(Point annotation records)
- - -

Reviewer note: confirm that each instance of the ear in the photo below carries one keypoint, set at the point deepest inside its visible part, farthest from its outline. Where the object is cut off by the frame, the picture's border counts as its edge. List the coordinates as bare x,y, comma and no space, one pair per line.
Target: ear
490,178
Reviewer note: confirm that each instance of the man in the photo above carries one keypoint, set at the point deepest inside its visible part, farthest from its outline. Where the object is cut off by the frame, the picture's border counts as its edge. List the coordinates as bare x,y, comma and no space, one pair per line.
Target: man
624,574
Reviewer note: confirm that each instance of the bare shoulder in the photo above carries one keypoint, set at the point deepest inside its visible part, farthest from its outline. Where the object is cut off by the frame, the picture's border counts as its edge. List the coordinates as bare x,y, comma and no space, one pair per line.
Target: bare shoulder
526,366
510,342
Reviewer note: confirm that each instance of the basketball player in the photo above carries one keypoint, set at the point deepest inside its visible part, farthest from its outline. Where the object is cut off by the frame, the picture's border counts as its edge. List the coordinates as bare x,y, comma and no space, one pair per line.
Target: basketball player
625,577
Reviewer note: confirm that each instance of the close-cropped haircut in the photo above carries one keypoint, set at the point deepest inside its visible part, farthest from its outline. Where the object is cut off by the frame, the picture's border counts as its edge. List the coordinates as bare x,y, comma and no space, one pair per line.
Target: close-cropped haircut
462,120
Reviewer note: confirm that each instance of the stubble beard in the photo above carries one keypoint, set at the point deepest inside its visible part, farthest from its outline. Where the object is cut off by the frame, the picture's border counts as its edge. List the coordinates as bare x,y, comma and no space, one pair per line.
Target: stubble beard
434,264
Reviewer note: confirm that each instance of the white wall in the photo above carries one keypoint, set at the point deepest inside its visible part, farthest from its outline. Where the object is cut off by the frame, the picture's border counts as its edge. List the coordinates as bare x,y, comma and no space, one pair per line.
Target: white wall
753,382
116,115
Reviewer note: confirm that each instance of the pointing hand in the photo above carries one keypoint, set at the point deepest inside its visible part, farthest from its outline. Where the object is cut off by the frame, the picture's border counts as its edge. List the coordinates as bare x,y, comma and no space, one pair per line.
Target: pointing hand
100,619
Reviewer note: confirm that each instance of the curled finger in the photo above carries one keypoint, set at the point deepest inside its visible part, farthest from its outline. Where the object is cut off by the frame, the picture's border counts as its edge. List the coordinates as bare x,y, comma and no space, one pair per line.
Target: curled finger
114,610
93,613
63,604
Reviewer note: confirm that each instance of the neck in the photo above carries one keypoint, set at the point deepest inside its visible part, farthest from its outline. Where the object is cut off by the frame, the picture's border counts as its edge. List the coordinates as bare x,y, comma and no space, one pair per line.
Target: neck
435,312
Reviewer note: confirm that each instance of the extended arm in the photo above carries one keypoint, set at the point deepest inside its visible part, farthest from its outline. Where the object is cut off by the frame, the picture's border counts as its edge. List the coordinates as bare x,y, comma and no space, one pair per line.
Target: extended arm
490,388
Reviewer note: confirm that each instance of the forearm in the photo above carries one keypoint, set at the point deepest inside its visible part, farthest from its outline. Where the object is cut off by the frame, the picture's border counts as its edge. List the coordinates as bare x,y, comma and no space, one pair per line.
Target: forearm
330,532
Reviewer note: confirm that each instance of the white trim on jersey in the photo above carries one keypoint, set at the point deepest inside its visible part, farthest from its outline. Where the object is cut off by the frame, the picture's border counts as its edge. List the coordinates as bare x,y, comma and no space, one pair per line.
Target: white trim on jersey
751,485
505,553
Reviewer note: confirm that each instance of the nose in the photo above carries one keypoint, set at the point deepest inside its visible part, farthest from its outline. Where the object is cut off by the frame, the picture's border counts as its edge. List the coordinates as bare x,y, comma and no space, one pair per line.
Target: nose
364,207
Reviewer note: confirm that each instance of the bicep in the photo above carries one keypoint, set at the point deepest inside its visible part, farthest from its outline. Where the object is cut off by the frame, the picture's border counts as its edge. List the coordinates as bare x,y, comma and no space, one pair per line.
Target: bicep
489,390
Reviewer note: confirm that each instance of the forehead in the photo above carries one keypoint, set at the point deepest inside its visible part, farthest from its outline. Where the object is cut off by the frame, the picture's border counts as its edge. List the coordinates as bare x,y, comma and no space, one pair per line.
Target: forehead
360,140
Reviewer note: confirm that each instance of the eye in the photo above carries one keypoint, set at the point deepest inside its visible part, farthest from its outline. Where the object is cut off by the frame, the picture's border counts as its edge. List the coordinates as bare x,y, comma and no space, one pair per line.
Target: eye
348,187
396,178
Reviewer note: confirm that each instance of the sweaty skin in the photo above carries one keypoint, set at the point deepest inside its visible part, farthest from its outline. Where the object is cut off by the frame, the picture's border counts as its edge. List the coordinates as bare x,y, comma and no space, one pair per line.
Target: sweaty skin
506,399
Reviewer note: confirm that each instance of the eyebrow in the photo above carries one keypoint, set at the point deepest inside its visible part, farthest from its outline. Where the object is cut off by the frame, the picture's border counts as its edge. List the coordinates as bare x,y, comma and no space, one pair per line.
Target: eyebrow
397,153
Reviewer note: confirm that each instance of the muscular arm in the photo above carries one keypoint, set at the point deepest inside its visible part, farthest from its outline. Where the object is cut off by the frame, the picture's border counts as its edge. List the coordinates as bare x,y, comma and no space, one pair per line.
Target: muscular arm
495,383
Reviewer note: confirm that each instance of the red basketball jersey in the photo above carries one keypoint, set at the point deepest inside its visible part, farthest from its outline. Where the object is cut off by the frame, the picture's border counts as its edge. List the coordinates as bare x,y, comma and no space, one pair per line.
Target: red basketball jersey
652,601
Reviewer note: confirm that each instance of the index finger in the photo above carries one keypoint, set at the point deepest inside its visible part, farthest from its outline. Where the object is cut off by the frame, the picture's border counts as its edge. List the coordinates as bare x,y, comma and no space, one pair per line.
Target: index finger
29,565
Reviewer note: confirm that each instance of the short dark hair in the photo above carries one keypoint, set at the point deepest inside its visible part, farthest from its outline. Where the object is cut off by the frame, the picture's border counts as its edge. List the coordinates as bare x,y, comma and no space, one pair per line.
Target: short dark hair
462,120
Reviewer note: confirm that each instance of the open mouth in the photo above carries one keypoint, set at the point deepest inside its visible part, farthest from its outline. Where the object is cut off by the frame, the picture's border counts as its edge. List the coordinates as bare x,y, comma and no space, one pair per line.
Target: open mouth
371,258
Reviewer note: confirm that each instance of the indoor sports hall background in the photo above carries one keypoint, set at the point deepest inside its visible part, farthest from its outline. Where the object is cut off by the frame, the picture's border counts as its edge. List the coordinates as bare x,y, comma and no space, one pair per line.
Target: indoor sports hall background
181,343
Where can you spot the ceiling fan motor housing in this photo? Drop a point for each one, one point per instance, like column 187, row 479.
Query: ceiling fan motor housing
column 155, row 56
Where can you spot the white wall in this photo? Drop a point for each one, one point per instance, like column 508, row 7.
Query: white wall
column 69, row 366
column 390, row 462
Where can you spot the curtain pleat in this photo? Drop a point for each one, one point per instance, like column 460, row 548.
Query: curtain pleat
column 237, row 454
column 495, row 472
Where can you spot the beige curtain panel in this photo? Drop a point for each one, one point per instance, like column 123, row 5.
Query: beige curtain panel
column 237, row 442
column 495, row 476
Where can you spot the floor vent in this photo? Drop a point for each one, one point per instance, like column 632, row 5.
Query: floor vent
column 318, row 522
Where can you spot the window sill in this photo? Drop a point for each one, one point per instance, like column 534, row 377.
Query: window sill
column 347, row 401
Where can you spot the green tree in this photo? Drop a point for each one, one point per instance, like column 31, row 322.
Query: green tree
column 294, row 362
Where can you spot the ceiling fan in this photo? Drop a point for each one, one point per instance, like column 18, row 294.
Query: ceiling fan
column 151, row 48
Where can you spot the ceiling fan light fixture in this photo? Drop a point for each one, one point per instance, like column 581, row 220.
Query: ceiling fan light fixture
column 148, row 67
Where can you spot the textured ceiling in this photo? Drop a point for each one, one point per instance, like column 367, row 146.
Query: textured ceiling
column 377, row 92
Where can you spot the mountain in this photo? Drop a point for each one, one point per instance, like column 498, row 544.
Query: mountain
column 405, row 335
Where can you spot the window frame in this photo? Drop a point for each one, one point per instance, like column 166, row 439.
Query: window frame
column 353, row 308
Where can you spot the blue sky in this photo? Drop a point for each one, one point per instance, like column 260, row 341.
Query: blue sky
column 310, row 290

- - -

Objective:
Make an exact copy of every line from the one with "Where can you spot the mountain" to the end of the data, with the first and last of those lines included.

Output for this task:
Where can you spot the mountain in this photo? Drop a point for each one, one point per instance, like column 498, row 544.
Query: mountain
column 405, row 335
Where can you spot the window frame in this photo? Drop a point for each one, one point per instance, like column 166, row 439.
Query: window frame
column 353, row 308
Where can you spot the blue sky in this photo? Drop a point for each one, one point per instance, like column 260, row 341.
Query: blue sky
column 310, row 290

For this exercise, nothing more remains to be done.